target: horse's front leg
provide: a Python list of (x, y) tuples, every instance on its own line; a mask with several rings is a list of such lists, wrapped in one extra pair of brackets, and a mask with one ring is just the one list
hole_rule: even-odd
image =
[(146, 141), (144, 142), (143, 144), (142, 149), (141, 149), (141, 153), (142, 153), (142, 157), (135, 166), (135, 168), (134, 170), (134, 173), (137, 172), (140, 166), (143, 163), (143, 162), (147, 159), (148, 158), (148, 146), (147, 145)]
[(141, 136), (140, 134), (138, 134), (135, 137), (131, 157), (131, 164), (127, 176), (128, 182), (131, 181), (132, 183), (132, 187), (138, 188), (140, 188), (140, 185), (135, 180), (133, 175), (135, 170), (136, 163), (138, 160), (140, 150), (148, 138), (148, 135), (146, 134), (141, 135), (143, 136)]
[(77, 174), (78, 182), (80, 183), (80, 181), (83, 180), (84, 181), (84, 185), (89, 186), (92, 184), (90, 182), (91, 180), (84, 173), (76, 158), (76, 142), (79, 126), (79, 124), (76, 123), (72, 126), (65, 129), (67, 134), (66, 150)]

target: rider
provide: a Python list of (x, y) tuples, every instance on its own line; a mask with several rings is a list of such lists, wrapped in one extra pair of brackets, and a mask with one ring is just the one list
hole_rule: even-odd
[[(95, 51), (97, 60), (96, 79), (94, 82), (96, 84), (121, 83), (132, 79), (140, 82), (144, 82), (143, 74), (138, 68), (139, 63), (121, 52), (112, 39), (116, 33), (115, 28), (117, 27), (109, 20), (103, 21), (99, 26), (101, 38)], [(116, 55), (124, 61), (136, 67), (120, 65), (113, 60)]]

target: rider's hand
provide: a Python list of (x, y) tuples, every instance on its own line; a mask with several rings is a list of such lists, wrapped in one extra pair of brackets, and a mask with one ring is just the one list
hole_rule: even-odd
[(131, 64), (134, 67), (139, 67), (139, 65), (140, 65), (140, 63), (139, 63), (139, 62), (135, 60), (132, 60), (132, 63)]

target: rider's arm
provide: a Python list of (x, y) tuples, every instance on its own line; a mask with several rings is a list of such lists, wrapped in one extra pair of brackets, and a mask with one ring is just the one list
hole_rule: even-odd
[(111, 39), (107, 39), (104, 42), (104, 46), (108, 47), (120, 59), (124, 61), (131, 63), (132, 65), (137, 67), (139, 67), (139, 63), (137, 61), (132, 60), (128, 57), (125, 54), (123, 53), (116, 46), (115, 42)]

*課題文*
データの冒頭から「134), (66, 150)]」を含む行までを対象に、列名を「入力」と「出力」とした2列のCSVで表してください。1件ごとに1行とし、本文と答えをそれぞれ引用符で囲んだ1つのフィールドに収め、改行は空白に置き換えてください。

*この課題の解答*
入力,出力
"target: horse's front leg provide: a Python list of (x, y) tuples, every instance on its own line; a mask with several rings is a list of such lists, wrapped in one extra pair of brackets, and a mask with one ring is just the one list hole_rule: even-odd image =","[(146, 141), (144, 142), (143, 144), (142, 149), (141, 149), (141, 153), (142, 153), (142, 157), (135, 166), (135, 168), (134, 170), (134, 173), (137, 172), (140, 166), (143, 163), (143, 162), (147, 159), (148, 158), (148, 146), (147, 145)] [(141, 136), (140, 134), (138, 134), (135, 137), (131, 157), (131, 164), (127, 176), (128, 182), (131, 181), (132, 183), (132, 187), (138, 188), (140, 188), (140, 185), (135, 180), (133, 175), (135, 170), (136, 163), (138, 160), (140, 150), (148, 138), (148, 135), (146, 134), (141, 135), (143, 136)] [(77, 174), (78, 182), (80, 183), (80, 181), (83, 180), (84, 181), (84, 185), (89, 186), (92, 184), (90, 182), (91, 180), (84, 173), (76, 158), (76, 142), (79, 126), (79, 124), (76, 123), (72, 126), (65, 129), (67, 134), (66, 150)]"